TEXTO DE PARTIDA:
Les guste a algunos o no, lo cierto es que el cine se desarrolló sobre todo en la etapa muda, y después poco más se ha investigado en cuanto a sus formas y posibilidades. Algunos dicen que la causa principal es la llegada del sonido, o más bien de los diálogos, que hacen más literarias las películas. Pero hay teorías para todos los gustos. Aunque me parece poco discutible que, sobre todo en Estados Unidos, los estudios hicieron propio un esquema que, con ciertas variaciones (algunas de ellas muy interesantes), desarrollaron durante los años 30, 40 y 50, perfeccionándolo y dando forma a lo que se entiende, mal, como clasicismo.
Este clasicismo no es más (ni menos, ciertamente), que una representación deudora de la novela del siglo XIX y del teatro de principios del siglo XX, con presentación, nudo y desenlace, con conflictos y objetivos, con personajes protagonistas y secundarios, y el director como un director de teatro, que se encarga de que todo funcione, pero sin dejar una huella personal en muchas ocasiones, supeditado a las necesidades del estudio y las estrellas. El cine clásico (lo que signifique está equívoca expresión) es sólo un cine, no es el Cine.

DATOS PROPORCIONADOS:
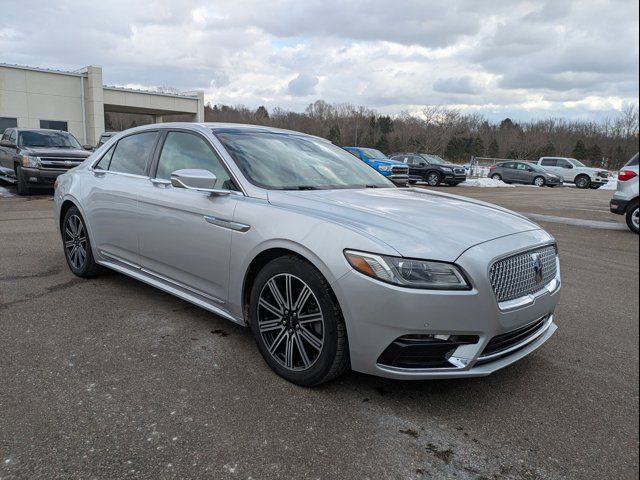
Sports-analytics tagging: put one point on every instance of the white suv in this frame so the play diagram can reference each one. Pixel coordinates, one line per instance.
(574, 171)
(625, 200)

ENUNCIADO:
Copia literalmente el pasaje del texto sobre el cine que arranca en las palabras con "Este clasicismo no" y detente después de "es el Cine.".

SOLUCIÓN:
Este clasicismo no es más (ni menos, ciertamente), que una representación deudora de la novela del siglo XIX y del teatro de principios del siglo XX, con presentación, nudo y desenlace, con conflictos y objetivos, con personajes protagonistas y secundarios, y el director como un director de teatro, que se encarga de que todo funcione, pero sin dejar una huella personal en muchas ocasiones, supeditado a las necesidades del estudio y las estrellas. El cine clásico (lo que signifique está equívoca expresión) es sólo un cine, no es el Cine.